● **Exercise**
Reproduce the post on SQL Server clustering word for word, starting with "Re: Clustering for" and going on through "appearance or misconceptions.".

● **Passage**
★ ★ ★ ★ ★ ★ ★
Re: Clustering for Performance



SQL 2005 has lots of performance enhancements among other things. Just
because it does not work like RAC does not mean it can not scale or handle
large workloads. I just finished working on a system that was doing over 25K
batch requests per second with upwards of 1000 concurrent (active and real
connections) and it was hardly breaking a sweat. Please don't make any
decisions based on appearance or misconceptions.

--
Andrew J. Kelly SQL MVP


"Richard" <Richard@xxxxxxxxxxxxxxxxxxxxxxxxx> wrote in message
news:427BB31F-57CA-43A9-965C-E5F18196D696@xxxxxxxxxxxxxxxx
> Thank you Geoff and Andrew for you swift responses.
>
> We are actually looking for a consultant to come in and help with this.
> However I am just doing some ground work beforehand.
>
> I was hoping that SQL Server 2005 would give us some performance
> improvements (such as true Load Balancing like Oracle Real Application
> Clusters), but the improvements over 2000 seem to be mostly for failover
> rather than scaling.
★ ★ ★ ★ ★ ★ ★
● **Data under study**
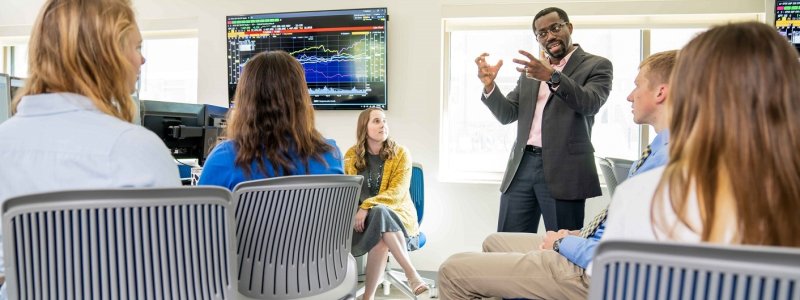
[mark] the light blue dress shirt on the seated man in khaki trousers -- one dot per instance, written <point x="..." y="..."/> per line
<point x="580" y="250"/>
★ ★ ★ ★ ★ ★ ★
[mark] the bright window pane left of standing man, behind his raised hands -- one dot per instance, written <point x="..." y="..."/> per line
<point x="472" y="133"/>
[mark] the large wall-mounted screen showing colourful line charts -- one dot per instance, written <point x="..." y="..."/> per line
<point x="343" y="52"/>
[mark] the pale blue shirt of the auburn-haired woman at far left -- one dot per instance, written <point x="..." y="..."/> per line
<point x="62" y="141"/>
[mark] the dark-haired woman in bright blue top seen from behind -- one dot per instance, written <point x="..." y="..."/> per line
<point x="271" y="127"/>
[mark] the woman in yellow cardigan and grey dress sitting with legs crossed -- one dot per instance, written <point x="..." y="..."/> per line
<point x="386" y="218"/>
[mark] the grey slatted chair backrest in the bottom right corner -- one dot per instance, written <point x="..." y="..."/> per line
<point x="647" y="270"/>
★ ★ ★ ★ ★ ★ ★
● **Task response**
Re: Clustering for Performance



SQL 2005 has lots of performance enhancements among other things. Just
because it does not work like RAC does not mean it can not scale or handle
large workloads. I just finished working on a system that was doing over 25K
batch requests per second with upwards of 1000 concurrent (active and real
connections) and it was hardly breaking a sweat. Please don't make any
decisions based on appearance or misconceptions.